Para cada afirmação, responda sim ou não conforme o trecho selecionado e transcreva sem alterações as palavras dele que decidem a resposta. (a) O homem cantava na Avenida Presidente Vargas, em Passo Fundo. (b) Elion é de Passo Fundo. (c) O pedido para registrá-lo tinha o objetivo de viralizar em redes sociais.

- TRECHO SELECIONADO -
----
Grupo Planalto de comunicação

Eu parei para ouvir Elion Eu vi Elion. Não o conhecia, mas o vi. E isso basta.

Foto: Jeferson Vargas / Elion Claiton Cavion nas ruas de passo fundo

Na noite mais fria do ano em Passo Fundo, quando o termômetro tremia perto dos 5 graus e o silêncio dominava a Avenida Presidente Vargas, uma voz solitária ousava ecoar. Um homem, um violão e uma coragem que poucos têm: cantar no meio da noite, como se o frio não doesse tanto, como se o mundo tivesse parado só para escutá-lo.

Eu vi Elion. Não o conhecia, mas o vi. E isso basta.
Vi o que quase ninguém mais vê.

Desci do carro. Fiz o que tantos evitam: caminhei na direção daquilo que incomoda, que nos tira da zona de conforto, que denuncia que existe algo fora do nosso roteiro diário. Cheguei perto daquele que buscava transformar o frio em espetáculo, daquele que, mesmo invisível para a maioria, transformava a solidão em arte.

Elion Claiton Cavion, de Caxias do Sul.
Um homem. Um andarilho. Um artista.
Não sei sua história, e talvez nem ele a saiba por inteiro. Mas ali, em pé, cantando como se fosse para uma multidão, ele me contou tudo sem dizer quase nada.

Cantava suas dores. Suas perdas.
Cantava sobre a família que já teve. Os filhos que ficaram.
Cantava o que a vida tirou. Cantava sobre o que restou.

E eu pedi uma música. Pedi para registrá-lo, não para viralizar em redes sociais, mas para guardar. Para lembrar. Para mostrar que alguém parou. Que alguém o viu.
----
- DADOS EXTRAÍDOS -
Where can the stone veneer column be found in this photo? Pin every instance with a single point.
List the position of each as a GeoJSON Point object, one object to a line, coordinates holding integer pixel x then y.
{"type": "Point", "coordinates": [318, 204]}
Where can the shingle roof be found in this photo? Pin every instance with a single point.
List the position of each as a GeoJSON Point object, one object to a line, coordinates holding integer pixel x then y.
----
- RESPOSTA -
(a) Sim: "Na noite mais fria do ano em Passo Fundo, quando o termômetro tremia perto dos 5 graus e o silêncio dominava a Avenida Presidente Vargas, uma voz solitária ousava ecoar."
(b) Não: "Elion Claiton Cavion, de Caxias do Sul."
(c) Não: "Pedi para registrá-lo, não para viralizar em redes sociais, mas para guardar."